Work required:
Substitute "reading glasses" for "eyeglasses" in the entries from the first line through the line containing "<point>977,429</point>", and reproduce those lines otherwise unchanged.

Material provided:
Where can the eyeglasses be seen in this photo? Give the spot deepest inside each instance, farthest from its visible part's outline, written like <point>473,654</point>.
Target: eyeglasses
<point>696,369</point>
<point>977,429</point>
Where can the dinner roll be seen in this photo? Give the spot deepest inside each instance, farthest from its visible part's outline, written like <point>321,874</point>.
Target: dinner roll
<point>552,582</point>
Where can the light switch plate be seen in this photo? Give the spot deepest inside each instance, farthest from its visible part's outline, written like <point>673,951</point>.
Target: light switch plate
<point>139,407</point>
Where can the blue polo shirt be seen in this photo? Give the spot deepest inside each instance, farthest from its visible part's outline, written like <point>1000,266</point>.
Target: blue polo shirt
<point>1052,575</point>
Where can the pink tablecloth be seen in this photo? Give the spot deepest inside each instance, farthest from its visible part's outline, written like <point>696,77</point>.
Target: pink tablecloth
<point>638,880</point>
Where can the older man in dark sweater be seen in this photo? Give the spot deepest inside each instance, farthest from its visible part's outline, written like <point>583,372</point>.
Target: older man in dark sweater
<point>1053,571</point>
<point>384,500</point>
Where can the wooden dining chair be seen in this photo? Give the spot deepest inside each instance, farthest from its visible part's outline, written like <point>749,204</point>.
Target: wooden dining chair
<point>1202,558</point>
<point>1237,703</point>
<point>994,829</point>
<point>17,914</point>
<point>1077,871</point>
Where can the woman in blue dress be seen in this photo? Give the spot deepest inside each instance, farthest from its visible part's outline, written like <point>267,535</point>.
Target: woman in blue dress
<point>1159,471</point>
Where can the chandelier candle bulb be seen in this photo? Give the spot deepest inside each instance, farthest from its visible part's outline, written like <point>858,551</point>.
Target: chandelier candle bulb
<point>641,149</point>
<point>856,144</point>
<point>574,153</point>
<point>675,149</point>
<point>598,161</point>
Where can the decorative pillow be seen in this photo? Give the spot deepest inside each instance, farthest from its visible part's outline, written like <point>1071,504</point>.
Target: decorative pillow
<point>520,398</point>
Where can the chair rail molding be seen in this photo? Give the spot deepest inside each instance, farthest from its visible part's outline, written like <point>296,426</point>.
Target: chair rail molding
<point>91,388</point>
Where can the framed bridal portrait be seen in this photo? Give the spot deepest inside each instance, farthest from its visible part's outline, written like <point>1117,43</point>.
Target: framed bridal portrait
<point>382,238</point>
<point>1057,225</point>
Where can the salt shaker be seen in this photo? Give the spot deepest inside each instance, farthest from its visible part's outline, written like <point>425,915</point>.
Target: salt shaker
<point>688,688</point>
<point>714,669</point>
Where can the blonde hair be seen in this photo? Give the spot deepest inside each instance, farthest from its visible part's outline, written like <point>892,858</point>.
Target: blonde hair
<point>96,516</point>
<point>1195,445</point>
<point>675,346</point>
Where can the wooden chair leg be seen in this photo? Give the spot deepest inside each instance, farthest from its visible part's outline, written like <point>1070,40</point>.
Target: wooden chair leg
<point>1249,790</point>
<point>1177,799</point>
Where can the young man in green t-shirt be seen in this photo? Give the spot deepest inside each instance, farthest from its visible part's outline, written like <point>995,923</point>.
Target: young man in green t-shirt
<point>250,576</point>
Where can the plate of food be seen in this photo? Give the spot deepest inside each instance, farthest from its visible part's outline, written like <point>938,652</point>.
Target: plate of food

Finished answer:
Where can the reading glasses be seen in this photo? Give the spot deepest inside each instance, farthest from its visible part's outline, written like <point>473,654</point>.
Target: reading glasses
<point>696,369</point>
<point>977,429</point>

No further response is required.